▶ WHAT IS NEEDED
Could you please return each line of the data that has the word "plant"?

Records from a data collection
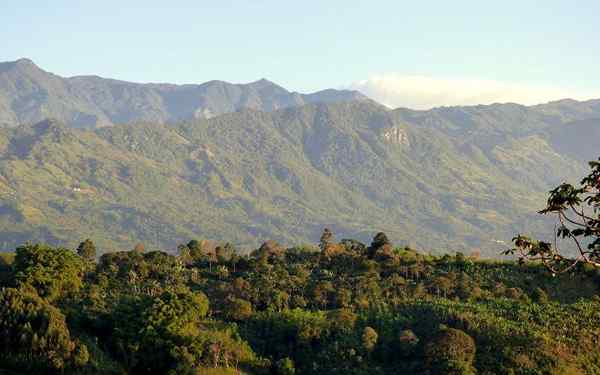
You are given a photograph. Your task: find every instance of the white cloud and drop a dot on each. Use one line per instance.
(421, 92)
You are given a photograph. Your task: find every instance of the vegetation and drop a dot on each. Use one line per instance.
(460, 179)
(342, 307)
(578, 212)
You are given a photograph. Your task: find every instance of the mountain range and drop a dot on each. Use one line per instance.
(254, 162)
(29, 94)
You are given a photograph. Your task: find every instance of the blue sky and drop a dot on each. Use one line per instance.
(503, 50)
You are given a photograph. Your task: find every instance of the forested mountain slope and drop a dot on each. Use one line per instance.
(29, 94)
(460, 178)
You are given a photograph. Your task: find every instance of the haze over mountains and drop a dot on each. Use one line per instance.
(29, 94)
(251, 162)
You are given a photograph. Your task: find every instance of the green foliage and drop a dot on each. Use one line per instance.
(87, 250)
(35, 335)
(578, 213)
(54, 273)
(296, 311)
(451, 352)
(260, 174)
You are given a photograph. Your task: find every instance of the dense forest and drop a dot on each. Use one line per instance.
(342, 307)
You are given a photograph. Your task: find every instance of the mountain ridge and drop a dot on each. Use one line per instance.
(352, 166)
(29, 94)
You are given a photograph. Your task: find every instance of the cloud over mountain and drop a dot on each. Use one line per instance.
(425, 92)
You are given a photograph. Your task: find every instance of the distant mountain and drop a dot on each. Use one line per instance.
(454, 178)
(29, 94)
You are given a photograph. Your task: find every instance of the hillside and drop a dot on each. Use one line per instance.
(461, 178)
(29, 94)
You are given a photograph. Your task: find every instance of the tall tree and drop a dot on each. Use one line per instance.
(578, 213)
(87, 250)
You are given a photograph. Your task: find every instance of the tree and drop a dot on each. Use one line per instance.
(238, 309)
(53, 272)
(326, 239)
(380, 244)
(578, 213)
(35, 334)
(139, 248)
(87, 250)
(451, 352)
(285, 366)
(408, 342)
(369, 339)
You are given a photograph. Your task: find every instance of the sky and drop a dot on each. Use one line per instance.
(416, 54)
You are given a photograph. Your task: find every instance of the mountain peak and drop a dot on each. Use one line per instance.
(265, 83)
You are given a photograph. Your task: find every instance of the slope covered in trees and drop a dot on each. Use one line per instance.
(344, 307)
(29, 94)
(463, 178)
---
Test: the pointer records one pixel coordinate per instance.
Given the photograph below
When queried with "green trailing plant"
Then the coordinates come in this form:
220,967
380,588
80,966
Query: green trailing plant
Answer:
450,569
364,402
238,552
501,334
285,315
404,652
--
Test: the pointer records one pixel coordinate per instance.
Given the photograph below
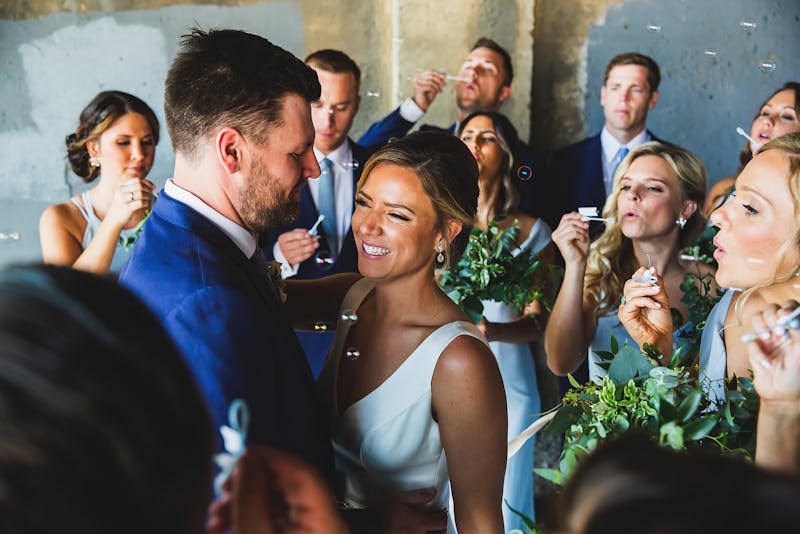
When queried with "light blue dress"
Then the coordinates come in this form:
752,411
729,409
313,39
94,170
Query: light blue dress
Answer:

▶ TASK OUTPUT
When queried with "green trailing plant"
Query: green trailing plant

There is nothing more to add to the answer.